• TASK OBJECTIVE:
Please reproduce the book review excerpt below word for word, from its first sentence to its last.

• EXCERPT TO READ:
********
By the 1950s, with the invention of plastics, the popularity of the car and the vast open highways of the North America, the summer road vacation became an important part of the culture.  Tacky souvenirs have spread to kitschy places to visit, stay and eat.  More and more North Americans are seeking simulated theme parks, malls and adventures to thrill and entertain them.  We reviewed Jean Baudrillard's Simulations and George Ritzer's Enchanting a Disenchanted World: Revolutionizing the Means of Consumption in light of these vacation trends.

PATTIE: So, we are about to embark on an experimental style of book review -- a kind of duelling book review in which we place two books in comparison to each other in order to understand a topic more thoroughly. I will be discussing George Ritzer's "Enchanting a Disenchanted World:  Revolutionizing the Means of Consumption." Along with his book "The McDonaldization of Society" Ritzer's project is to look at the ways in which consumption economics are changing social relationships. I really like his work. His writing is accessible, especially for a postmodern approach, and yet, he doesn't dumb his stuff down. He challenges capitalism where it lives at the end of the 20th Century.

CARL: My book will be "Simulations" by Jean Baudrillard. "Simulations" consists of two essays by Baudrillard, the first of which is entitled "The Procession of Simulacra," and the second of which is entitled "The Orders of Simulacra." The essays are an attack on metaphysics, both deconstructing the notion of a pre-existing "real," a notion Baudrillard calls the "reality principle," and rhetorically reversing the privileged status of any pre-existing real over its simulations, assigning privilege instead to the simulations Baudrillard calls "hyper real."
********
• RECORD LIST:
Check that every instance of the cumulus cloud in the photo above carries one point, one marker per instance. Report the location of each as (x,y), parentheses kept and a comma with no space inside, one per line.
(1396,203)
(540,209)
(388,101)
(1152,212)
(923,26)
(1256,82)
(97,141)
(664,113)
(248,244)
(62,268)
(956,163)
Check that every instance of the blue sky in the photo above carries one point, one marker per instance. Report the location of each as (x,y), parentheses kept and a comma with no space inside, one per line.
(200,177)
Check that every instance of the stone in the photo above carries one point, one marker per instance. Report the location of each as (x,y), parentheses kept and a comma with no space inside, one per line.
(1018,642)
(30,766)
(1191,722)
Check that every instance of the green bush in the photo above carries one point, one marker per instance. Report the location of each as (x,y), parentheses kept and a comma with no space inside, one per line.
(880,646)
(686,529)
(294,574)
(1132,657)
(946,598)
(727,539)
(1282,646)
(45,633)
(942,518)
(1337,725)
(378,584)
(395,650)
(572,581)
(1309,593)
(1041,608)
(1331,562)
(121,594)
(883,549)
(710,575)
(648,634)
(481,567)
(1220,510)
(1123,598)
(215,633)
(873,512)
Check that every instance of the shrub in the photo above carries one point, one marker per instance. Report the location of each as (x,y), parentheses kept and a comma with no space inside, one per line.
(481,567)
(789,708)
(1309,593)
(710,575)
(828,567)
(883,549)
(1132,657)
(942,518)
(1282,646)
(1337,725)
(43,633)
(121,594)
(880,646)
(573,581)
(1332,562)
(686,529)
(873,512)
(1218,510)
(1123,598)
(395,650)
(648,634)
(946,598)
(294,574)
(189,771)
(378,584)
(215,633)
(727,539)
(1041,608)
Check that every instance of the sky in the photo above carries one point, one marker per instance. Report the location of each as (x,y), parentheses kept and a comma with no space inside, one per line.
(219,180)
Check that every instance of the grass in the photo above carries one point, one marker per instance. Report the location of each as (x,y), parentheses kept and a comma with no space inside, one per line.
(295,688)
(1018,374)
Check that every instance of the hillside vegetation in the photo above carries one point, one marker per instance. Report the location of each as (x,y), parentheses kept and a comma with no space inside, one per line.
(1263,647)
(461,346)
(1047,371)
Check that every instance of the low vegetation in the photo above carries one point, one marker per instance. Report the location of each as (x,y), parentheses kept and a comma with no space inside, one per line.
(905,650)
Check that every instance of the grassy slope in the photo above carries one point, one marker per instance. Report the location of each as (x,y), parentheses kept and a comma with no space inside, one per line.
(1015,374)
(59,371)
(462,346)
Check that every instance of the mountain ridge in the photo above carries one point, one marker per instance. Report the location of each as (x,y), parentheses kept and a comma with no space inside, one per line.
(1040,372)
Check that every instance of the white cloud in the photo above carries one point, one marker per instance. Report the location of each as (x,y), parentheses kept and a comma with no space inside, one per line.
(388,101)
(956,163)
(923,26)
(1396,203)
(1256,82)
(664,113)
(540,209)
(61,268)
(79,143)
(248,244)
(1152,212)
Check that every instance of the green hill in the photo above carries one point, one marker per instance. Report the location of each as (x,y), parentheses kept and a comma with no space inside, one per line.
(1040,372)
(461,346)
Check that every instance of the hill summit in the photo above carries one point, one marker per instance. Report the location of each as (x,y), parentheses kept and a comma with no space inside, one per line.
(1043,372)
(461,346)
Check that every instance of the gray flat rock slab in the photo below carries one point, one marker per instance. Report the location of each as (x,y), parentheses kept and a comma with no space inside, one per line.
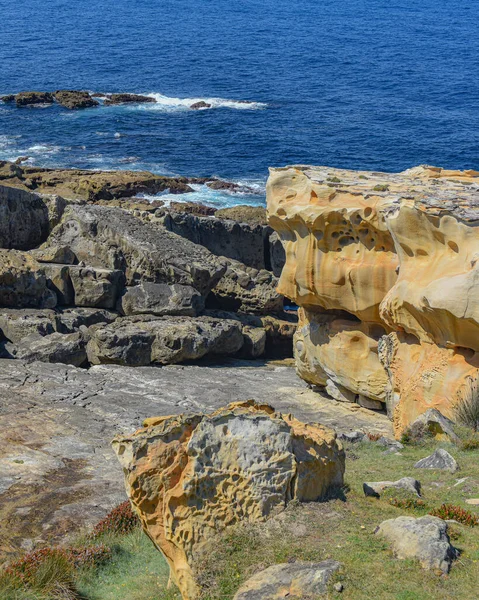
(57,421)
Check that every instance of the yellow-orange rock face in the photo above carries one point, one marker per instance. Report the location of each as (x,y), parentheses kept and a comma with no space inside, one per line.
(370,255)
(189,477)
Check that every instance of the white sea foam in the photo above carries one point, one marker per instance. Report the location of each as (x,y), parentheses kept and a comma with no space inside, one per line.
(202,194)
(171,104)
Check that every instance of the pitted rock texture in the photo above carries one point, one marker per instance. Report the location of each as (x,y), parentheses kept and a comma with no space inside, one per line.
(190,477)
(395,255)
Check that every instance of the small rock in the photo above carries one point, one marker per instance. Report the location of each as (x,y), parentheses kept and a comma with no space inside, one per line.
(439,460)
(436,423)
(296,579)
(352,436)
(374,488)
(425,538)
(199,105)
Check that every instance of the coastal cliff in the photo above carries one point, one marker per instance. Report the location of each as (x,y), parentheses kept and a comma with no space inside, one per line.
(384,269)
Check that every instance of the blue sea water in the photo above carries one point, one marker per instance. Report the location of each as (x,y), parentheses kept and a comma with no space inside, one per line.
(364,84)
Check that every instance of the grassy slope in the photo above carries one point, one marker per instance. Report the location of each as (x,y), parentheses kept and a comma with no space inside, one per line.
(342,529)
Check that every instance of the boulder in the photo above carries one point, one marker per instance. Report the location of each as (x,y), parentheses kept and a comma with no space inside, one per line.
(68,349)
(440,460)
(161,299)
(200,105)
(425,539)
(145,340)
(69,320)
(96,288)
(127,99)
(74,99)
(240,241)
(22,282)
(291,580)
(241,213)
(277,256)
(375,488)
(29,98)
(93,186)
(115,239)
(191,476)
(24,220)
(246,290)
(396,254)
(17,324)
(59,281)
(437,424)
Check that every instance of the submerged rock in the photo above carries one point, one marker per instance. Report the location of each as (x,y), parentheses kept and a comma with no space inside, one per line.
(189,477)
(29,98)
(127,99)
(74,99)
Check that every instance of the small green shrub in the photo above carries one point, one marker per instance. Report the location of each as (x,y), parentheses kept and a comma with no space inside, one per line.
(456,513)
(121,520)
(467,411)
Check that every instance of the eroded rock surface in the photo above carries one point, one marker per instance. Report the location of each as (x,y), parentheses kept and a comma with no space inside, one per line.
(189,477)
(384,267)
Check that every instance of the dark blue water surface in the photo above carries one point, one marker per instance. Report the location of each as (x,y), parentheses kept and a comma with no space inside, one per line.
(360,84)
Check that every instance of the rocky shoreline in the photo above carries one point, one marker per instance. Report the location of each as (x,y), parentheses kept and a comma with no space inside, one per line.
(89,277)
(80,99)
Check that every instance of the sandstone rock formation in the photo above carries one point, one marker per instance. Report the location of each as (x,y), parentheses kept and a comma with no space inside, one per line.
(425,539)
(189,477)
(289,580)
(384,267)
********
• ANSWER FOR THE TASK:
By the 1950s, with the invention of plastics, the popularity of the car and the vast open highways of the North America, the summer road vacation became an important part of the culture.  Tacky souvenirs have spread to kitschy places to visit, stay and eat.  More and more North Americans are seeking simulated theme parks, malls and adventures to thrill and entertain them.  We reviewed Jean Baudrillard's Simulations and George Ritzer's Enchanting a Disenchanted World: Revolutionizing the Means of Consumption in light of these vacation trends.

PATTIE: So, we are about to embark on an experimental style of book review -- a kind of duelling book review in which we place two books in comparison to each other in order to understand a topic more thoroughly. I will be discussing George Ritzer's "Enchanting a Disenchanted World:  Revolutionizing the Means of Consumption." Along with his book "The McDonaldization of Society" Ritzer's project is to look at the ways in which consumption economics are changing social relationships. I really like his work. His writing is accessible, especially for a postmodern approach, and yet, he doesn't dumb his stuff down. He challenges capitalism where it lives at the end of the 20th Century.

CARL: My book will be "Simulations" by Jean Baudrillard. "Simulations" consists of two essays by Baudrillard, the first of which is entitled "The Procession of Simulacra," and the second of which is entitled "The Orders of Simulacra." The essays are an attack on metaphysics, both deconstructing the notion of a pre-existing "real," a notion Baudrillard calls the "reality principle," and rhetorically reversing the privileged status of any pre-existing real over its simulations, assigning privilege instead to the simulations Baudrillard calls "hyper real."